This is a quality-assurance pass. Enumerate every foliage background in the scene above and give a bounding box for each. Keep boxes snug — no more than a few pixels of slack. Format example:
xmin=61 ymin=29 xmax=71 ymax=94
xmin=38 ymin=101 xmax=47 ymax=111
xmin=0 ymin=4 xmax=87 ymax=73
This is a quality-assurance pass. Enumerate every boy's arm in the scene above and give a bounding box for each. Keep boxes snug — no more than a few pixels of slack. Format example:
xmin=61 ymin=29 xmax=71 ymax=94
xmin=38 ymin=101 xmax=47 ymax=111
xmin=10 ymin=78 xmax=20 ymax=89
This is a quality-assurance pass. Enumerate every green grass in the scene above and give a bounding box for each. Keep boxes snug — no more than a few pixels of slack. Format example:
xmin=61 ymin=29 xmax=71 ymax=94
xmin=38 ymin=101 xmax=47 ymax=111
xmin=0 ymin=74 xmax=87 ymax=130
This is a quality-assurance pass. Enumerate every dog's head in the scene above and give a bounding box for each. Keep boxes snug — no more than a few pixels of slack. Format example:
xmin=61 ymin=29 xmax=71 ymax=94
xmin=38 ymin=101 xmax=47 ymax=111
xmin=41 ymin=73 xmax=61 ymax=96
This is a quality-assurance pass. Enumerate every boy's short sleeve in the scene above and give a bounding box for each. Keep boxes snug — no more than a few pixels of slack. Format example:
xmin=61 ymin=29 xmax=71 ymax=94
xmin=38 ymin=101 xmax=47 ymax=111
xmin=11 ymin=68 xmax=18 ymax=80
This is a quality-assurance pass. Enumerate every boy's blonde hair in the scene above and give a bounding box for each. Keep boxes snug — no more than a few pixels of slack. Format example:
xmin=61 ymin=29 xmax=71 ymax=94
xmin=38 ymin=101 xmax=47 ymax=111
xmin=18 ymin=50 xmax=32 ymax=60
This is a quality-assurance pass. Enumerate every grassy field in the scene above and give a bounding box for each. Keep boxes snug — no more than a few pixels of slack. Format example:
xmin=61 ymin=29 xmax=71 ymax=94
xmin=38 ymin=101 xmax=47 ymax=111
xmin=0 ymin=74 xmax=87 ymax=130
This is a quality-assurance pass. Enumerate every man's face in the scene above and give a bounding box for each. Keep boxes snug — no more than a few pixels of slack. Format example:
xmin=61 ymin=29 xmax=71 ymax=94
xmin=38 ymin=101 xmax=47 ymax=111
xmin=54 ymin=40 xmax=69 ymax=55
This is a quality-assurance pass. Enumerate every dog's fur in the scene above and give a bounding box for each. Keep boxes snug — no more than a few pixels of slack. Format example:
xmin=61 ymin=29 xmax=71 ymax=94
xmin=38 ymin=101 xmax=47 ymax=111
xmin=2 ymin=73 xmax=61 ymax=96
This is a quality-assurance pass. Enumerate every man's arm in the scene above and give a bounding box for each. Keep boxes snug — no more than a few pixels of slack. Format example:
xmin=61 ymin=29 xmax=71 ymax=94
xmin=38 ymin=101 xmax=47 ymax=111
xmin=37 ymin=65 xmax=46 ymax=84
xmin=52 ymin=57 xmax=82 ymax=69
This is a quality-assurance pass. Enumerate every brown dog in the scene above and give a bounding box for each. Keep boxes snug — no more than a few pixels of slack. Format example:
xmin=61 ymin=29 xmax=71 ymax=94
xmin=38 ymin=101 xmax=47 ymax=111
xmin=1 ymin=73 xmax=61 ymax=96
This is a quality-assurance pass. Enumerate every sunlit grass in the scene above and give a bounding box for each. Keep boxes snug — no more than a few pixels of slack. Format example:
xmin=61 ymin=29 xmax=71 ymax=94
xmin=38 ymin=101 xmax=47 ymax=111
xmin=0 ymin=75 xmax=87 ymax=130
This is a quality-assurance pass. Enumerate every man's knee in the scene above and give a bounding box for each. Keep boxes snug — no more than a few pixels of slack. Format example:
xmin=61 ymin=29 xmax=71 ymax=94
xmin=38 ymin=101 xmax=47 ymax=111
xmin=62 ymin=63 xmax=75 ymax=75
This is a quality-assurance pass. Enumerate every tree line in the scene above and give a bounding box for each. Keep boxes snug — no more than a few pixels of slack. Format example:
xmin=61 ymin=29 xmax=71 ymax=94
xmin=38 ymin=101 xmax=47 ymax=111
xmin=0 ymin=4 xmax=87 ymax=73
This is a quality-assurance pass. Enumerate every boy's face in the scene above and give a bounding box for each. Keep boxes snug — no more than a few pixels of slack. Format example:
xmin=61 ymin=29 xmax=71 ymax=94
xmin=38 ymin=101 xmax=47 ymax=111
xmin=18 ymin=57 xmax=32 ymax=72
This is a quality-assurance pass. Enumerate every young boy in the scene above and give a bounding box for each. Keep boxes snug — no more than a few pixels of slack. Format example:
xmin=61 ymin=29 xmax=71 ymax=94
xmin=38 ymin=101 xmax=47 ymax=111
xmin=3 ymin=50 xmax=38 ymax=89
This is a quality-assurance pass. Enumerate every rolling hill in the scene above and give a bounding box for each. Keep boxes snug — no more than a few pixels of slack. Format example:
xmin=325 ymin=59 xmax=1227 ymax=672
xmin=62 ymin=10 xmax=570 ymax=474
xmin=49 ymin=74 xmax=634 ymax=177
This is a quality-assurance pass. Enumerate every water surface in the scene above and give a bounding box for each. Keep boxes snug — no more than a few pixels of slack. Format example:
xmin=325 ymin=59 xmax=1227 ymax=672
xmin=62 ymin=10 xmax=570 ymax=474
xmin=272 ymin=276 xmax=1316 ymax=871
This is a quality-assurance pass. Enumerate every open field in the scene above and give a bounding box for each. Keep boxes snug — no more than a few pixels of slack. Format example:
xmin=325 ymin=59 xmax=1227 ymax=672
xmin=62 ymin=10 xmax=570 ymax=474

■ ■ ■ ■

**Stated goal**
Reproduce without alteration the part that opens with the first row and closes with the line containing "xmin=18 ymin=50 xmax=32 ymax=60", including both of those lines.

**Output**
This is a quality-assurance pass. Enumerate every foliage background in the scene above and give a bounding box for each. Keep boxes snug — no more than a few pixels of slack. Format example:
xmin=61 ymin=29 xmax=71 ymax=94
xmin=38 ymin=101 xmax=47 ymax=111
xmin=0 ymin=4 xmax=87 ymax=73
This is a quality-assurance pass. Enumerate every boy's arm in the scene above and give a bounding box for each. Keep boxes snug — no more than a few pixels of slack. Format example:
xmin=61 ymin=29 xmax=71 ymax=94
xmin=38 ymin=101 xmax=47 ymax=111
xmin=10 ymin=78 xmax=20 ymax=89
This is a quality-assurance pass. Enumerate every green grass in the scene above and give a bounding box for each. Keep boxes snug — no more than a few pixels of slack. Format example:
xmin=61 ymin=29 xmax=71 ymax=94
xmin=38 ymin=101 xmax=47 ymax=111
xmin=0 ymin=74 xmax=87 ymax=130
This is a quality-assurance pass. Enumerate every dog's head in the scene above and give a bounding box for each. Keep boxes snug — no more than a few pixels of slack. Format example:
xmin=61 ymin=29 xmax=71 ymax=94
xmin=38 ymin=101 xmax=47 ymax=111
xmin=41 ymin=73 xmax=61 ymax=96
This is a quality-assurance pass. Enumerate every boy's short sleeve in the scene above and give a bounding box for each. Keep boxes snug — no more than a few pixels of slack. Format example:
xmin=61 ymin=29 xmax=71 ymax=94
xmin=38 ymin=101 xmax=47 ymax=111
xmin=11 ymin=68 xmax=18 ymax=80
This is a quality-assurance pass. Enumerate every boy's blonde hair in the scene above and give a bounding box for each. Keep boxes snug — no more than a few pixels of slack. Format example:
xmin=61 ymin=29 xmax=71 ymax=94
xmin=38 ymin=101 xmax=47 ymax=111
xmin=18 ymin=50 xmax=32 ymax=60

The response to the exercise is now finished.